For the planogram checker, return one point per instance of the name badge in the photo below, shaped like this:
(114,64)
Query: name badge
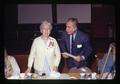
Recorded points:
(79,46)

====

*Problem to work on:*
Swap every "name badge" in the entries for "staff badge" and write the entries out again with nothing else changed. Leave out the pictures.

*The output:*
For the planogram checker, return one point per instance of the staff badge in the photo below, shaped like this:
(114,64)
Query: staff badge
Recorded points:
(79,46)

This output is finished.